◆ **Assignment 1**
In the passage on the Ur-story of Western civilization, what does Jahweh nearly use to destroy his whole creation?
◆ **Assignment 2**
Carry on the passage about the Ur-story of Western civilization, starting right after its final sentence.

◆ **Selected text**
··········
What, if anything, can we identify as the Ur-story of Western Civilization?

Certainly, the Ur-story of the Western religious tradition is one of the inevitabiity of loss. Look no further than the Genesis myth: Jahweh puts in a tough six-day work week, and ends up quite self-satisfied with his work product: a perfect, functioning world inhabited by at least one interesting creature. All of which reflect his divine ability, however vain. As we all know, Jahweh ultimately loses control of his doppelganger and, in His grief and anger, condemns his entire creation—at one point nearly destroying the whole thing in a cataclysmic flood. With the loss of His creation, Jahweh realizes He must do something. So, He creates a nation of favorites to try and conquer it for Him by proxy, but that doesn't really work out because the chosen ones are as forgetful and rebellious as Satan and Adam and always squabbling amongst themselves. Still, he has to try to redeem it somehow. So, He comes up with a better idea: He'll send a princely Messiah to try to reclaim it. (This either has or hasn't happened depending on what flavor of religion you prefer.) And this works! At least in theory—though it's yet to be put into practice. So, along the way He is constantly sending little prophetic reminders that He's still trying to get the kinks worked out.
··········
◆ **Recorded data**
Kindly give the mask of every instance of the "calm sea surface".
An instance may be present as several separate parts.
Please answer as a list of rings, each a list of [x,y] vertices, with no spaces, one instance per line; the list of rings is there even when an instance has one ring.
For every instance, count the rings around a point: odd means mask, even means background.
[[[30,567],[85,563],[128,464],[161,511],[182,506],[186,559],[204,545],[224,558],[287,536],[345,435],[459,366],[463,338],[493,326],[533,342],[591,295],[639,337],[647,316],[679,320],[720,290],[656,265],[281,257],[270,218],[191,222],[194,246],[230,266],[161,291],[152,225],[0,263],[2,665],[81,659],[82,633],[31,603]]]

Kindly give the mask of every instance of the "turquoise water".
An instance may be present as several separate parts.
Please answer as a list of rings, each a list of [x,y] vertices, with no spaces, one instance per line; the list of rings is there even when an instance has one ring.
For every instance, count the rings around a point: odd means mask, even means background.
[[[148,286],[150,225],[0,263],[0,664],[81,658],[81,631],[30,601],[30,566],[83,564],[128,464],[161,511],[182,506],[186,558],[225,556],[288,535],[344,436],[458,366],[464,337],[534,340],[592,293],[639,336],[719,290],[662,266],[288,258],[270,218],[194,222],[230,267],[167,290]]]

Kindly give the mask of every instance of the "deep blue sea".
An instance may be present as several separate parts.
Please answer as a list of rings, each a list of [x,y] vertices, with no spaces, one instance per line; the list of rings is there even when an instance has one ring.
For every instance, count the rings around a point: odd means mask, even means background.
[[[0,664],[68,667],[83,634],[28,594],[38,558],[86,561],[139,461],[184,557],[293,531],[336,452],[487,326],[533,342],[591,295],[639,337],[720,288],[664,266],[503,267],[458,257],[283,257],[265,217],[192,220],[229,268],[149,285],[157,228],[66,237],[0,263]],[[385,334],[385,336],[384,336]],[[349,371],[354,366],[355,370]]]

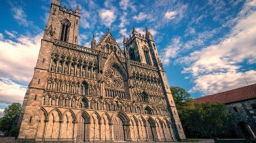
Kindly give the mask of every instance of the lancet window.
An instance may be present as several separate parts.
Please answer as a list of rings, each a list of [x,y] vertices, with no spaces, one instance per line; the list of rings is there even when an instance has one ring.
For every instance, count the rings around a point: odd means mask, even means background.
[[[61,33],[60,35],[60,40],[67,42],[68,40],[69,33],[71,23],[68,19],[61,20]]]

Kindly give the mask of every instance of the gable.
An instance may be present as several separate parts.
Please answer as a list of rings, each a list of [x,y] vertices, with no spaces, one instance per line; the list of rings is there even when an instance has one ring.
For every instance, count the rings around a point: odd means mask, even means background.
[[[107,53],[111,53],[114,51],[118,56],[125,58],[123,52],[109,31],[106,33],[97,45],[96,49]]]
··········
◆ **Answer area 1**
A cataclysmic flood.

◆ **Answer area 2**
That's about as naked as it gets, though, in Gass's terms, this grand story of loss is still slathered in fiction. The characters of Jahweh and Satan and Adam and Moses and Jesus and all the various prophets, for example. The (circular) plot of creation and damnation and redemption.

This story of loss is repeated in the Eden story: Adam and Eve get a swell place to live—no toil, no strife, etc. Not even child-birth labor pains. But they think they're so smart and go out to picnic with a lesser creature and get their asses evicted. Loss. Irreparable. Irretrievable. Sadness and grief and suffering that clouds over the smaller gains and joys that come and, just as quickly, go. Later, one of their boys kills another, so they have to send him off. Again, loss and loss. It can happen in so many ways, but it always happens.

We tell ourselves stories to try and understand this sense of loss that permeates our existence. This sense of loss that is replicated in the Ur-story. We create fictions to populate these stories with identifiable protagonists and antagonists and discrete, digestible outcomes and comprehensible emotional responses to this predicament.

Scholars tell us that the story of Job is the oldest of the Biblical stories, predating the Jahwist Genesis texts. The story is one of a good and prosperous man who loses everything. Loss is inevitable, a fact of life. In fact, it is the central fact of life. The fiction is that Jahweh allows Satan, or "the adversary", to take everything away from Job to test Job's faith. In the end, after all his suffering and loss, because of his virtuous character, everything is restored to Job. Apparently, the story of Job is older even than its telling in the scriptures. And it certainly feels like an ancient way of "justify[-ing] the ways of God to man," a real Ur-story. Suffering and loss is not always punishment. Sometimes it's just Jahweh's way of playing with us. Still, in the end, He'll come through and make us whole. This, in Gassian terms, is the fiction surrounding the story, but it's instructive and gives us something to cling to.